P5: Your Body Speaks — Shows how to complement words with posture, stance, gestures, facial expressions, and eye contact.
The Repair Kopitiam Movement
Good evening my Toastmaster family,
Just from a show of hands*, how many of you have successfully repaired a household appliance in your home? Not that many I see, I for one am proud* to say that I have managed to open up, diagnose and repair my clothing iron 2 weeks ago. Today is my story of my time in the Repair Kopitiam initiative. *Repair Kopitiam is a social cause created to combat the buy-and-throw-away culture in Singapore and to develop a more sustainable future for us all. This initiative conducts repair workshops below the HDB void decks and makes available * tools and coaches who will help participants, propagating a community of sharing and repair culture.
*How I got involved in this volunteer group, was first from my unlikely series of events. *It first started at the National Design Centre, in which I was there for a design exhibition that started* an hour late. I then began exploring the rooms and stumbled upon a workshop with an array of tools and appliances strewn* across the tables. I was then curious* and happened to join one of their Sunday repair classes, where they teach repair skills to their coaches. I was both fascinated and intimidated by the concept of Repair. Having never opened up any appliances in my life and no knowledge of circuitry and electronics, it was a new world for me . However my intrigue kept making me come back, every Sunday morning week after week* for these classes. From there I learnt new skills, understood the diagnosis of repairing and started my path towards becoming a repair coach.
The *first step of the repair process for electrical appliances starts off with the diagnosis. We begin by first understanding from the participant what is the error and the feasibility of repair. *An important concept is that we have to determine if this fault is worth the time and energy to be repaired. If repair is feasible, we then proceed to the *second step of disassembling and work with the participants to open up the appliance. The process of diagnosis of the fault is to trace the *connectivity between the power source to the working mechanism of the appliance using the multi-meter. This allows us to determine where the fault lies, if it is a connection that was lost, a component that was jammed or typically it’s a fuse that was blown. The third* and final step is to proceed to fix these faults, by either hot soldering the circuits together or replacing the blown parts with new ones. However for each and every appliance there are diverse ways of diagnosis and each will be its own adventure.
After attending the internal workshops for two months, time was nearing for me to begin first fearful exposure* of going out into the public and becoming a repair coach. It was an early morning, on the last Sunday of the month in April in which I found myself at under the void deck of Tampines Block 819. We started with *setting up the registration tables, workbenches and seats for each station, and I was to man the Home Appliance station for the day. Not long after we began, my first participant came, he was an elderly gentleman who came with a kettle that would not turn on. The first few tries was a bit of a *fumble first in difficulty of opening the appliance and to also try and work him through the diagnosis process. In the end however, after his patience, we found it was an issue of a blown fuse at the plug head and was solved quite easily with a replacement. From this first case I understood the importance of communication and creating an understanding between each new participant. I then glided through the rest of the day to help repair a standing fan, clothing iron and bicycle tire.

+ + + +

Required work:
Continue the Repair Kopitiam speech from where it stops. The material after this has nothing to do with the Repair Kopitiam speech.

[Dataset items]
+ + + +

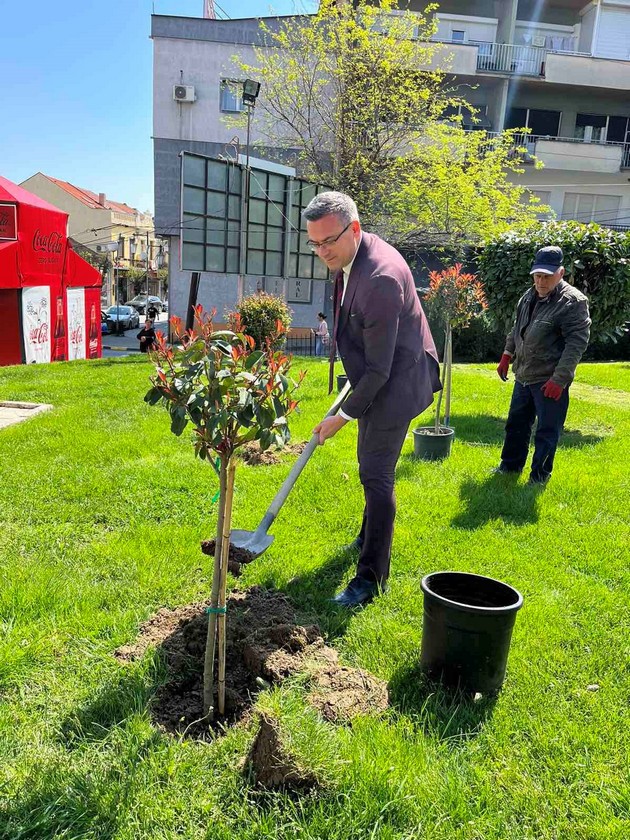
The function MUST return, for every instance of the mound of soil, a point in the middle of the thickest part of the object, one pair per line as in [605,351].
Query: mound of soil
[265,644]
[270,763]
[252,454]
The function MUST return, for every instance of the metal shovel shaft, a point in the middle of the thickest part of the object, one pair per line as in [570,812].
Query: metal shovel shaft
[256,541]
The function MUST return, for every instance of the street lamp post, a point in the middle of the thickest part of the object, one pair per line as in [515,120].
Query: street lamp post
[251,89]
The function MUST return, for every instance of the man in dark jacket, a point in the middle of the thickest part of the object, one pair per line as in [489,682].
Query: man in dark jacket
[390,359]
[550,334]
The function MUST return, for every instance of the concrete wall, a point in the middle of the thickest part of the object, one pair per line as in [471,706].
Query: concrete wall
[589,72]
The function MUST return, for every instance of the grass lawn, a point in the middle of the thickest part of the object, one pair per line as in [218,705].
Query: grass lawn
[101,515]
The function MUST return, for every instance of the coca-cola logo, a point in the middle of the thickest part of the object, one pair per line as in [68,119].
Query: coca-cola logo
[38,334]
[49,242]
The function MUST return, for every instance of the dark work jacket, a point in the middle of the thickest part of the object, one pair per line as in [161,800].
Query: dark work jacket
[384,339]
[150,339]
[551,343]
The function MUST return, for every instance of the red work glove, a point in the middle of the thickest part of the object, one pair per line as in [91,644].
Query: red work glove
[552,390]
[504,366]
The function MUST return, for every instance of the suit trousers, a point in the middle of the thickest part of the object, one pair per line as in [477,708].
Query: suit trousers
[378,451]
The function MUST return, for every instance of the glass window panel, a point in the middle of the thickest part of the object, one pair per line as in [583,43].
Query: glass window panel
[275,216]
[274,240]
[305,267]
[277,187]
[215,259]
[194,171]
[232,261]
[255,262]
[216,175]
[192,257]
[234,232]
[193,228]
[256,237]
[274,264]
[215,233]
[234,207]
[257,210]
[216,204]
[194,200]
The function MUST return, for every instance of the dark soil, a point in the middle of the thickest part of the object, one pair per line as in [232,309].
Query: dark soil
[252,454]
[265,644]
[271,765]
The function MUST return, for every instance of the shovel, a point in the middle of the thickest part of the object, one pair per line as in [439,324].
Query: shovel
[259,540]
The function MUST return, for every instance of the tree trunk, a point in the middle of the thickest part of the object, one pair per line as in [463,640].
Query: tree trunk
[225,553]
[208,665]
[448,356]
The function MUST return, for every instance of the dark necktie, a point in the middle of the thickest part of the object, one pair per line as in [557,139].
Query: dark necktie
[337,295]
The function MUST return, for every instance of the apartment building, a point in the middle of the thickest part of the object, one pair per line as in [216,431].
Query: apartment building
[557,67]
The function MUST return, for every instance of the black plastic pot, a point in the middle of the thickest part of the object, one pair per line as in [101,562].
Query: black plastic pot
[467,628]
[431,447]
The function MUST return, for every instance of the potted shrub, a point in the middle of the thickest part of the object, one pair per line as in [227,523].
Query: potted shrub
[232,393]
[453,300]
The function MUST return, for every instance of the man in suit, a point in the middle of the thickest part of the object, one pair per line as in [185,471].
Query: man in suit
[389,357]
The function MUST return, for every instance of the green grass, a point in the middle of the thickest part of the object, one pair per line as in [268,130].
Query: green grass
[102,511]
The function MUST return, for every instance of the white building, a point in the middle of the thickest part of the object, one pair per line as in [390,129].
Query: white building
[558,67]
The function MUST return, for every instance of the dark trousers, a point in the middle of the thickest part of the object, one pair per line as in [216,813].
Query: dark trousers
[529,404]
[378,451]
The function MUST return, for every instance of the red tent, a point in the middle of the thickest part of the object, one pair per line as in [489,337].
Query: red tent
[50,298]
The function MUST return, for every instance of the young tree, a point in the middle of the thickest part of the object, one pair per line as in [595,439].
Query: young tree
[454,299]
[232,394]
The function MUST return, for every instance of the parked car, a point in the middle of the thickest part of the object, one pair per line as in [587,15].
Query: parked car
[139,303]
[126,316]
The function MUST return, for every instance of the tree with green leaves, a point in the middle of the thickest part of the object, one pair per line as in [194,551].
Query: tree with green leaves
[232,394]
[361,92]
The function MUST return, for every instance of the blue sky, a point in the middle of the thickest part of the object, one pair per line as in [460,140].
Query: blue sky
[76,89]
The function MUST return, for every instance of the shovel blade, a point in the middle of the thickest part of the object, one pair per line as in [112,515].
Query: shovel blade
[256,542]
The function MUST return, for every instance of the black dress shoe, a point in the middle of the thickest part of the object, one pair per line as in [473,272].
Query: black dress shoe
[358,592]
[355,545]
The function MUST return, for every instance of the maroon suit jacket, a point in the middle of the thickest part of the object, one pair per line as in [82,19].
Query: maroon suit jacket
[384,339]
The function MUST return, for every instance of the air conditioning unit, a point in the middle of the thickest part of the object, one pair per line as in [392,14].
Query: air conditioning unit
[184,93]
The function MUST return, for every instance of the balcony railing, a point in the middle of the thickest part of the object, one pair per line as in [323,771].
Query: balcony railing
[510,58]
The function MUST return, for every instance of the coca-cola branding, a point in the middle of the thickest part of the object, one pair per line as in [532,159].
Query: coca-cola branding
[51,242]
[8,221]
[76,323]
[36,323]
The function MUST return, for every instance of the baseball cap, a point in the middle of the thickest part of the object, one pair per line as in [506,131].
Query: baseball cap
[547,260]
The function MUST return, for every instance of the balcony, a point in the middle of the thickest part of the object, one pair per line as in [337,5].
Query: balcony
[576,154]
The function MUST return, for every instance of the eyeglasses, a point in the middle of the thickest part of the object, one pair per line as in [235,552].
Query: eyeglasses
[325,243]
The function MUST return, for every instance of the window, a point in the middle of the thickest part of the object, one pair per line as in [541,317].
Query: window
[231,96]
[587,207]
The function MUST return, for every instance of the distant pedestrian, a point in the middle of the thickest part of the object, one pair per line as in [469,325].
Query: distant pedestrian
[146,336]
[322,337]
[550,333]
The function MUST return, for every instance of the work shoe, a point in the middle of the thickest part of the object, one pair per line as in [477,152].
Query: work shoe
[358,592]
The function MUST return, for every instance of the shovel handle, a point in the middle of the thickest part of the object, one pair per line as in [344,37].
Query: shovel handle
[296,469]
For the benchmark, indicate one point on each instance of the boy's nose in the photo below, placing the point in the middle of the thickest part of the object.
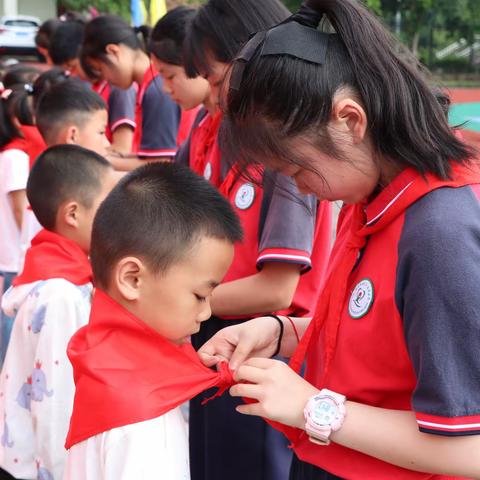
(206, 313)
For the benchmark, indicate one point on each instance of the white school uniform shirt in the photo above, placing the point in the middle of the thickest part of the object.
(152, 450)
(30, 228)
(36, 382)
(14, 170)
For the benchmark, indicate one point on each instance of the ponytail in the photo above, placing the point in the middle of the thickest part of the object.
(294, 96)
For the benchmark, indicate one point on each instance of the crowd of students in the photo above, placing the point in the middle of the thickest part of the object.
(165, 237)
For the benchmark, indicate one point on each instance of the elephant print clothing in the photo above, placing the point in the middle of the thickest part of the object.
(36, 383)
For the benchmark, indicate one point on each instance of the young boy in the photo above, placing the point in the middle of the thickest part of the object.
(65, 52)
(69, 112)
(51, 301)
(133, 364)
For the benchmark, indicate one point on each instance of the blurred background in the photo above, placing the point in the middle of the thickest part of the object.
(443, 34)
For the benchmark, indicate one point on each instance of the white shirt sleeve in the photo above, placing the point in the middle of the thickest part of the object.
(16, 170)
(150, 450)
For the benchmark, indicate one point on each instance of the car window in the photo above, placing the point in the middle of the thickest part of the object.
(20, 23)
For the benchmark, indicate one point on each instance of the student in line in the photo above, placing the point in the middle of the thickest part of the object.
(50, 300)
(392, 364)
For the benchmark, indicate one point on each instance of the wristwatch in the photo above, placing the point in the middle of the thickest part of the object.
(324, 414)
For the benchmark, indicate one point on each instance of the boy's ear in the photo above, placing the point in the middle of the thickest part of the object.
(128, 277)
(71, 134)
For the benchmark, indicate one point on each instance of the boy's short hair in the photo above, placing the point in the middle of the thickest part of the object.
(157, 213)
(66, 42)
(62, 173)
(69, 102)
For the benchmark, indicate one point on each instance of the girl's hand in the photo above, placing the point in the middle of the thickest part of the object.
(280, 392)
(255, 338)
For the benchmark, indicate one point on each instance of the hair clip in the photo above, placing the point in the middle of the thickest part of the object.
(6, 93)
(289, 38)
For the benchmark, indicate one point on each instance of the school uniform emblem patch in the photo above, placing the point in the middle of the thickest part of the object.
(361, 299)
(207, 173)
(245, 196)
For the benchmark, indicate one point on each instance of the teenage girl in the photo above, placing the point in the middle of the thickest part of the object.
(392, 366)
(166, 53)
(112, 49)
(200, 151)
(276, 268)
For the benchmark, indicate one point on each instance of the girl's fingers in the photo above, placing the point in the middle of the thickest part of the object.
(247, 373)
(245, 390)
(208, 360)
(254, 409)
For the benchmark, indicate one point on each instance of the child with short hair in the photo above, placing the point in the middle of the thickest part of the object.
(71, 113)
(50, 301)
(166, 54)
(133, 363)
(67, 112)
(14, 168)
(65, 51)
(112, 48)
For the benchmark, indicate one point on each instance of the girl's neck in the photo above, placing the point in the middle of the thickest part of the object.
(140, 66)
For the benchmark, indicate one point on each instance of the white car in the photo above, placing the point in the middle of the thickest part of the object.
(17, 34)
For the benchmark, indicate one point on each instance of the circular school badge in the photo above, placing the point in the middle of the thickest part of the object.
(245, 196)
(207, 173)
(361, 299)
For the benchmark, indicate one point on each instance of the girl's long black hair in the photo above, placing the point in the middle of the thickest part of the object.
(281, 97)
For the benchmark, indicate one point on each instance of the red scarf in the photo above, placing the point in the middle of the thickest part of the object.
(54, 256)
(326, 320)
(205, 140)
(126, 373)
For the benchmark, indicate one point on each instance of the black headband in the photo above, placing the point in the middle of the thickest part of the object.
(290, 38)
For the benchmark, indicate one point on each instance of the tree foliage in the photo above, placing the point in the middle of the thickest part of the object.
(421, 24)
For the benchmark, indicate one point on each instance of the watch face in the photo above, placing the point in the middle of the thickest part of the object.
(325, 412)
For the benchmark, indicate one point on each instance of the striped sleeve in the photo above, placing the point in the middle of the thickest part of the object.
(288, 220)
(160, 120)
(438, 274)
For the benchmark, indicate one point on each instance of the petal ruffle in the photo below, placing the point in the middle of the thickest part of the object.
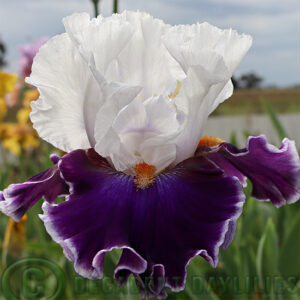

+ + + +

Exercise response:
In Repair Kopitiam, you meet amazing people with diverse* skill sets who are willing to teach and share the knowledge they have gained. However*, the most rewarding experience from this is the ability to share* what I have learnt with others, empowering the community at Tampines to a repair culture and giving them the ability to fix what was once broken. Sustainability is a cause for us all who have a future here on Earth, as said by Tikun Olam “You are not obligated to complete the work, but neither are you free to abandon it”. *We all have our role to play in this world, as a collective body we can fix even the toughest of problems in our future.
This was another experiential speech, going through my journey with the Repair Kopitiam Movement. For this speech there was a focus on bodily gestures, and to me it was a good opportunity to put on my Repair Coach apron and take my audience along this journey with me. Focusing on my gestures and postures while delivering my speech on autopilot was a new experience for me, took a lot more coordination in my mind to pull it off on stage. On the Repair Kopitiam movement itself, I felt that it was a really exciting ground up movement that sought to achieve a long term goal of sustainability through empowering the community. The community was really motivated in sharing and educating the public on the part we all could play for the environment. And it was a lot more interactive as the public and the coaches were on a mission together to fix what was once broken. I learnt a lot from the people there on complex hardware skills, softer people skills and how a movement can be sustainable by opening its doors to sharing and empowering its participants.